- Exercise directions:
Reproduce the rows word for word, from the line containing "of the golden" through the end of the rows, leaving the pictures out of your answer.

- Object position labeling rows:
######

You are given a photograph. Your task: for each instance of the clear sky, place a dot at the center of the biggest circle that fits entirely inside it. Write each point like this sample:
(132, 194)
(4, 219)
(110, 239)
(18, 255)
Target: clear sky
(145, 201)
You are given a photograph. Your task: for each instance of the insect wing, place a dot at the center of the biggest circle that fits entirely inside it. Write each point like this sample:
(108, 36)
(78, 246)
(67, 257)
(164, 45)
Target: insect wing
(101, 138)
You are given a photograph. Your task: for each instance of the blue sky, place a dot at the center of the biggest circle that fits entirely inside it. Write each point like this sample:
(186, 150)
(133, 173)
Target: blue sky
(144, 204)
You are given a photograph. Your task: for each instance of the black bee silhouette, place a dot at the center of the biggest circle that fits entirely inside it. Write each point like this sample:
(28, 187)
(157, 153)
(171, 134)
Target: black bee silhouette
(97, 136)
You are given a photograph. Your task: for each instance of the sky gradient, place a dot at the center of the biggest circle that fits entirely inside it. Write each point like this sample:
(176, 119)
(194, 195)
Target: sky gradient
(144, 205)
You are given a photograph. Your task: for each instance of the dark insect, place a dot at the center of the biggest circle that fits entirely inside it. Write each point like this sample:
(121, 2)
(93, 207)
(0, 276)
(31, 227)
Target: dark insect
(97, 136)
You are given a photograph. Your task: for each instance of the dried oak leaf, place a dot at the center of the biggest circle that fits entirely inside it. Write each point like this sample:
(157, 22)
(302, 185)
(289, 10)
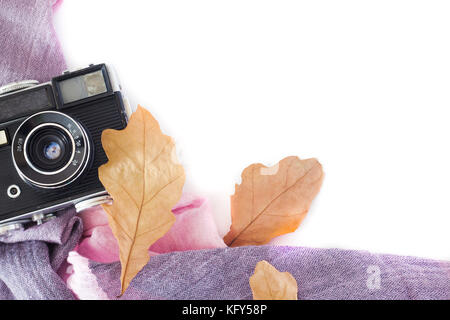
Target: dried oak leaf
(267, 283)
(272, 201)
(145, 180)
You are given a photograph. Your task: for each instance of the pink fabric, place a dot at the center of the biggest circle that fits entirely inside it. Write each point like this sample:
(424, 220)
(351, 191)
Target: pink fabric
(193, 229)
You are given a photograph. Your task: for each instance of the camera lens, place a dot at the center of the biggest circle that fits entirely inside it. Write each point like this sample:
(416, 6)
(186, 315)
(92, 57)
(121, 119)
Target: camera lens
(51, 150)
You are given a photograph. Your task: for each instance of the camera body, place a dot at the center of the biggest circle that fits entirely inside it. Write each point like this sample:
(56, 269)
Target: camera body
(50, 143)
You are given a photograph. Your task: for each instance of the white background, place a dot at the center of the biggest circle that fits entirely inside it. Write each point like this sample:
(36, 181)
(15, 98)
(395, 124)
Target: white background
(364, 86)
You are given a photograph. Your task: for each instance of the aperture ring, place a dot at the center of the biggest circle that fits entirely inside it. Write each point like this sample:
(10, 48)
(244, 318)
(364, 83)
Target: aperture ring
(61, 177)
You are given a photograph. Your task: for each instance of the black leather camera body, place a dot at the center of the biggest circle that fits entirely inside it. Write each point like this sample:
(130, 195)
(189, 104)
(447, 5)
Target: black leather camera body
(50, 143)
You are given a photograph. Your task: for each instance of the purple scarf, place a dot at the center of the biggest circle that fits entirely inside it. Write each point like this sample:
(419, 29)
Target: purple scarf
(30, 259)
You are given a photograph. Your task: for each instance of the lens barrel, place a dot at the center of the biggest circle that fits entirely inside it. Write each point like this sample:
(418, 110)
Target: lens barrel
(50, 150)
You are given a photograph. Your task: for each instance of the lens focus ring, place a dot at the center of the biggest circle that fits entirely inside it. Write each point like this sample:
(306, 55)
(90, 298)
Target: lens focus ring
(50, 150)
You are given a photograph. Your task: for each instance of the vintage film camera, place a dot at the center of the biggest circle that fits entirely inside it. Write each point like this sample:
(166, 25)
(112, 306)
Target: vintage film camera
(50, 143)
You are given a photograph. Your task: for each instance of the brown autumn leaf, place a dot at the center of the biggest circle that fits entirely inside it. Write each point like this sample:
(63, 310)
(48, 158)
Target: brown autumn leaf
(145, 180)
(267, 283)
(272, 201)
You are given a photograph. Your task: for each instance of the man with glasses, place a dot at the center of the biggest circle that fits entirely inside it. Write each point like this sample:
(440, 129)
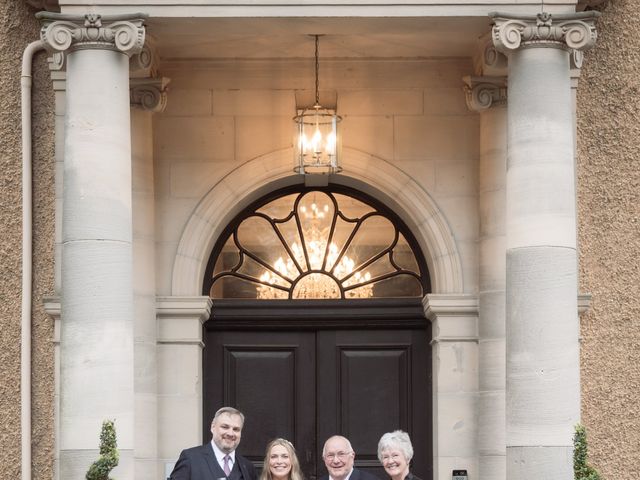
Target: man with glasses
(338, 456)
(217, 459)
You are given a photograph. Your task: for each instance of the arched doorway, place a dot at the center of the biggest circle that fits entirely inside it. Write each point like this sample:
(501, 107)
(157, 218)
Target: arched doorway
(317, 326)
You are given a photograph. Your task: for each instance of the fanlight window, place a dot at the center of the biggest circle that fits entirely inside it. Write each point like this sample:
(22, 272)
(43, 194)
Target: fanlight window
(316, 245)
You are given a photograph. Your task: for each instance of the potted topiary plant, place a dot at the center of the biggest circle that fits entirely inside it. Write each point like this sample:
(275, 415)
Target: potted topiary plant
(109, 455)
(581, 468)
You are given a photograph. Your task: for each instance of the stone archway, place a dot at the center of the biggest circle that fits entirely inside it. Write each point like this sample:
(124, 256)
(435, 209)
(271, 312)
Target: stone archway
(363, 171)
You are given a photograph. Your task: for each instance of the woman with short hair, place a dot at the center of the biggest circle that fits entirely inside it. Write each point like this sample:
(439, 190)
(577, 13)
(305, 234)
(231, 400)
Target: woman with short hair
(281, 462)
(395, 453)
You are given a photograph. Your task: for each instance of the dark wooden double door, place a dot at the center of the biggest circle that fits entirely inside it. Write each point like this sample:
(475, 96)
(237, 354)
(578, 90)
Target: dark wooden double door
(308, 385)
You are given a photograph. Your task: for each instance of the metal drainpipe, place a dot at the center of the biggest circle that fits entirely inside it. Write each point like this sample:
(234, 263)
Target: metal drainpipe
(27, 260)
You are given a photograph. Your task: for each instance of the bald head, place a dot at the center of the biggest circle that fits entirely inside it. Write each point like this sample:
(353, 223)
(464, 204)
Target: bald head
(338, 457)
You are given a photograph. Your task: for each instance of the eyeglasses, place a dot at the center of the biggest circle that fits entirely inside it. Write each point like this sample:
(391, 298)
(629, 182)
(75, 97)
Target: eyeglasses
(339, 455)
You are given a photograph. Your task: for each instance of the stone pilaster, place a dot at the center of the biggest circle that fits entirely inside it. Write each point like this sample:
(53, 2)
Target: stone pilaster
(454, 320)
(97, 317)
(488, 96)
(542, 350)
(148, 95)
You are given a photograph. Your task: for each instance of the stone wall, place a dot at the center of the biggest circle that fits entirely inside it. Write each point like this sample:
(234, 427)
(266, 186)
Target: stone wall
(18, 28)
(609, 239)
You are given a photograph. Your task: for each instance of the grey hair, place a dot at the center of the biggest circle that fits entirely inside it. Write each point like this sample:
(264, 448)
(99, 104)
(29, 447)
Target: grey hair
(397, 440)
(228, 411)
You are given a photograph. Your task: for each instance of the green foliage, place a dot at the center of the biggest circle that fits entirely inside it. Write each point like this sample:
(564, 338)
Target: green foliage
(108, 454)
(581, 468)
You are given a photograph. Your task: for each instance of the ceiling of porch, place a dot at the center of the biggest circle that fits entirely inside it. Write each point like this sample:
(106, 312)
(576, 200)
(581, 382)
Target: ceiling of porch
(353, 38)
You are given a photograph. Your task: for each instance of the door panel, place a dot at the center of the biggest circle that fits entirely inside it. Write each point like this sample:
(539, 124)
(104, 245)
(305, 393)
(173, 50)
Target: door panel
(270, 377)
(307, 386)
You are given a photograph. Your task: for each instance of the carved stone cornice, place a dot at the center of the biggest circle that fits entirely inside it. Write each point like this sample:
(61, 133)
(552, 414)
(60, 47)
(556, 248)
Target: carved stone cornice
(569, 31)
(49, 5)
(485, 92)
(64, 33)
(148, 93)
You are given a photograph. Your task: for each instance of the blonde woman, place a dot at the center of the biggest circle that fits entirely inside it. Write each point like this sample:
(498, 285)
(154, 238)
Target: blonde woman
(281, 462)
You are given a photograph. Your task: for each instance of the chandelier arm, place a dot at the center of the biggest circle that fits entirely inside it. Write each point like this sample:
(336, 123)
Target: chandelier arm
(350, 220)
(332, 229)
(317, 70)
(322, 272)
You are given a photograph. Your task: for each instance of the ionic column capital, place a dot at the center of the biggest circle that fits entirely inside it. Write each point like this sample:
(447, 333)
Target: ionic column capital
(149, 93)
(485, 92)
(64, 33)
(569, 31)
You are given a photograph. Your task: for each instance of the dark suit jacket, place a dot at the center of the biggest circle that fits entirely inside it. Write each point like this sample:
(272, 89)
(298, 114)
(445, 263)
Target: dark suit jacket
(356, 475)
(199, 463)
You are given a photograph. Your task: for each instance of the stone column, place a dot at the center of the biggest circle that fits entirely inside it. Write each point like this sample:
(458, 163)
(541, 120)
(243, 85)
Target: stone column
(488, 96)
(454, 320)
(543, 369)
(96, 337)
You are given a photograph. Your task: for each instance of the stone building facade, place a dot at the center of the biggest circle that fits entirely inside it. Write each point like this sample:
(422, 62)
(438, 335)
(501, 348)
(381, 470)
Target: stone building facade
(410, 141)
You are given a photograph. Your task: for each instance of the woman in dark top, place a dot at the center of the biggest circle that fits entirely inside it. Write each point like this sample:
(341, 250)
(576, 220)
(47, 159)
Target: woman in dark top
(395, 453)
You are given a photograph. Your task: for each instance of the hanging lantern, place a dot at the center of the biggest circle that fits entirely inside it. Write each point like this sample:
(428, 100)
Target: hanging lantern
(317, 145)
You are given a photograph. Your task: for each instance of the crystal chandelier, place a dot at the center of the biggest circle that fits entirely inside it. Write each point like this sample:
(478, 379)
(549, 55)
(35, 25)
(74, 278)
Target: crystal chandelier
(317, 142)
(315, 284)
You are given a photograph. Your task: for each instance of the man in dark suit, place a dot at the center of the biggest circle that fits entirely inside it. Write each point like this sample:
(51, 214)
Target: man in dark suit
(217, 459)
(338, 456)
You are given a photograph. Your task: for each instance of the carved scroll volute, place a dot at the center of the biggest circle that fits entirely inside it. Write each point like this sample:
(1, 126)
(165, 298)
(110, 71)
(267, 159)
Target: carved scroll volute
(63, 33)
(571, 31)
(483, 93)
(149, 94)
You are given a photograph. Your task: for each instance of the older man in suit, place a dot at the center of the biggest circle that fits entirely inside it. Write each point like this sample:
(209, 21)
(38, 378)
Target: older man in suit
(217, 459)
(338, 456)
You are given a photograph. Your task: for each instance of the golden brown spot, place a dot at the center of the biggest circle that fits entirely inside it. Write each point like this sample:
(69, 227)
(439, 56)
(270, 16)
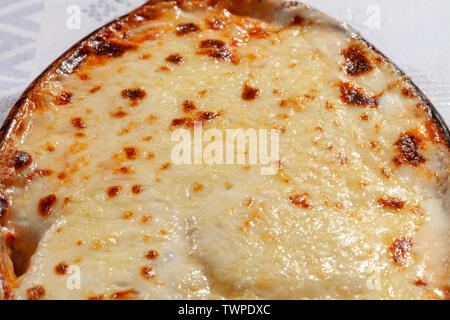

######

- The solution:
You are given a photograph. Your task: for each instance of the golden brown spot, place a dot at the center of the biggest circle that fits entirely inside it. Write each point like this sample:
(69, 227)
(439, 56)
(270, 16)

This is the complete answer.